:: TASK BRIEF ::
The answer is the line that contains "of the fence" followed by every later line of the entries below, each repeated exactly, and nothing else.
*** RECORD EXTRACTS ***
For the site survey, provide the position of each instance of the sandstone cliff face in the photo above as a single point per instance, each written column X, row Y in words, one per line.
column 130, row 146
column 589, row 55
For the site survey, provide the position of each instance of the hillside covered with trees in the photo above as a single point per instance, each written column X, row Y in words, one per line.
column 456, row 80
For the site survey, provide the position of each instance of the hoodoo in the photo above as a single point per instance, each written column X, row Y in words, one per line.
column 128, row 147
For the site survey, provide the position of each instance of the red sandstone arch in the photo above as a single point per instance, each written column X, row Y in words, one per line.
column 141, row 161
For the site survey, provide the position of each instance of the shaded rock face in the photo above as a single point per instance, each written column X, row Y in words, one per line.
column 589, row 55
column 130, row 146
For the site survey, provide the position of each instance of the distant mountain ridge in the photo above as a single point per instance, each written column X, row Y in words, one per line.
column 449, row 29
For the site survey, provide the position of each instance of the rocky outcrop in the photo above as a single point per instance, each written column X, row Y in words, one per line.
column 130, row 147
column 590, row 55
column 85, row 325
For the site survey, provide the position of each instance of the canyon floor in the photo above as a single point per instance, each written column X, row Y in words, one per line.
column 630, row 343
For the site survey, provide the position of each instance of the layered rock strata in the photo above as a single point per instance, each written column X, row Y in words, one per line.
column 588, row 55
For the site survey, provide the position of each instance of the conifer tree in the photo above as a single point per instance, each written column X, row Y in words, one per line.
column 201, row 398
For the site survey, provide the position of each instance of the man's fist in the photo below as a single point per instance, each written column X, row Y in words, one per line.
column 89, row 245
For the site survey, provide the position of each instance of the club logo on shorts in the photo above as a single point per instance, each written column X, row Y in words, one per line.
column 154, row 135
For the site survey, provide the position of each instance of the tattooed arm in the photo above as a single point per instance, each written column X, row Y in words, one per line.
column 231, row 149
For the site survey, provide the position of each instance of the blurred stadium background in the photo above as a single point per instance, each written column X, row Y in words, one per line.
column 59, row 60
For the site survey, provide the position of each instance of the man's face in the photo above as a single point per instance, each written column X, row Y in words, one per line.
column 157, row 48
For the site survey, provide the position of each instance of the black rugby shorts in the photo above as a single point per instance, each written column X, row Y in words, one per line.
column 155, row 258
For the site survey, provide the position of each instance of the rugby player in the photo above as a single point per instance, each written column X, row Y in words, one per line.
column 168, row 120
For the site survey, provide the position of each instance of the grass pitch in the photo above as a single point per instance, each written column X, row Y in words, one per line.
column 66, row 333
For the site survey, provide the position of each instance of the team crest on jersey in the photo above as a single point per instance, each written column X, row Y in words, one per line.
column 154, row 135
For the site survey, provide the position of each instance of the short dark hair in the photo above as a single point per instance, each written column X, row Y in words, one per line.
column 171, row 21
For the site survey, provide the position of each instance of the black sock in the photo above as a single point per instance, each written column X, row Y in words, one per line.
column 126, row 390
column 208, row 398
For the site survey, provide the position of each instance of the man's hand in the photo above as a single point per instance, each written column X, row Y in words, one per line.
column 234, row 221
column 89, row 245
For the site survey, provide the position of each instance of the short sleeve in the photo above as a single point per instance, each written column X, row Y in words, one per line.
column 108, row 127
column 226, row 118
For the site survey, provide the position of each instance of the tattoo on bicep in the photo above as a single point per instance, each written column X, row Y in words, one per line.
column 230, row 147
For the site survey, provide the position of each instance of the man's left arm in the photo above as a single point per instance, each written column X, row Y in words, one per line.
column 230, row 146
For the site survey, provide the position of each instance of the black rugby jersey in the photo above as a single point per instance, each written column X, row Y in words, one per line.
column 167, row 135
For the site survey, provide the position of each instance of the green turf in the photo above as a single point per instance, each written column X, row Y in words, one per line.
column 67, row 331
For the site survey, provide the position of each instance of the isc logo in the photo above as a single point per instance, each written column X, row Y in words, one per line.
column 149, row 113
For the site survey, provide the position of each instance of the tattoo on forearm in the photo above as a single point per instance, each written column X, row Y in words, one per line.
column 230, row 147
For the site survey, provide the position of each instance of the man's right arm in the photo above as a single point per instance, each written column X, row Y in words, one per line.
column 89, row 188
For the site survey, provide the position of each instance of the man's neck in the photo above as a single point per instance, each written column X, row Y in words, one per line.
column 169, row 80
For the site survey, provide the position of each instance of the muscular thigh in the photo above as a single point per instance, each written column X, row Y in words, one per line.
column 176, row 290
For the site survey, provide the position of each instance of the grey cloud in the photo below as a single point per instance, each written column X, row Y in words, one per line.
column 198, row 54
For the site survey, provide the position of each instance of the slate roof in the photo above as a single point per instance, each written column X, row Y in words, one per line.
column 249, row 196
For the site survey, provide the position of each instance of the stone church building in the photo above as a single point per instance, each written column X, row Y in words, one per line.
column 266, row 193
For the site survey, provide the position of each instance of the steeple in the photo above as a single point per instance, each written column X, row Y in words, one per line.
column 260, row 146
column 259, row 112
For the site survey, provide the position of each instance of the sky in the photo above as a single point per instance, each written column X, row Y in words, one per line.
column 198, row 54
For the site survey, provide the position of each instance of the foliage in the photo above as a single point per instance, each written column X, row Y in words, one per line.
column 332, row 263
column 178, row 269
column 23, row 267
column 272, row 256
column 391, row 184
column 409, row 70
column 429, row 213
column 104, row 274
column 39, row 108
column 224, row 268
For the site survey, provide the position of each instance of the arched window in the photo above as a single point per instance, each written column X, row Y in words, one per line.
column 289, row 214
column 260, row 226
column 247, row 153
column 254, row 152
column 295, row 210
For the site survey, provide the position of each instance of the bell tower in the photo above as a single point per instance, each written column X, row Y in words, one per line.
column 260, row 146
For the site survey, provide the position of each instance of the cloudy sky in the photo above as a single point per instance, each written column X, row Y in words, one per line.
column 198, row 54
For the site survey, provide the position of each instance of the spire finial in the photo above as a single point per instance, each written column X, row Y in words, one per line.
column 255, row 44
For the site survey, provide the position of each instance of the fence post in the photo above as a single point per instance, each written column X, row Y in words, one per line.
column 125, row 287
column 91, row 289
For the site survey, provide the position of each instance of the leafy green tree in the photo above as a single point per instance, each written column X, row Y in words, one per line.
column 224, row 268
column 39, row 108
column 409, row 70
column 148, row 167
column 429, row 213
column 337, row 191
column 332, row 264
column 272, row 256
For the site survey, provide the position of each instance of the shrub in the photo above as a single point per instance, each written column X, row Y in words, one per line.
*** End of RECORD EXTRACTS ***
:: EXPECTED OUTPUT ::
For the site survey, provide the position of each instance of the fence post in the photo above as a single point per instance, each written column X, row Y in words, one per line.
column 125, row 287
column 91, row 289
For the site survey, provide the position of each instance of the leafy green tree in the photo above as a single point per instance, each written column X, row Y in words, one per line.
column 224, row 268
column 39, row 108
column 409, row 70
column 148, row 167
column 429, row 213
column 337, row 191
column 332, row 264
column 272, row 256
For the site survey, provide the position of each instance of the shrub in the photo above as a single point per instance, each written column X, row Y in words, one per line.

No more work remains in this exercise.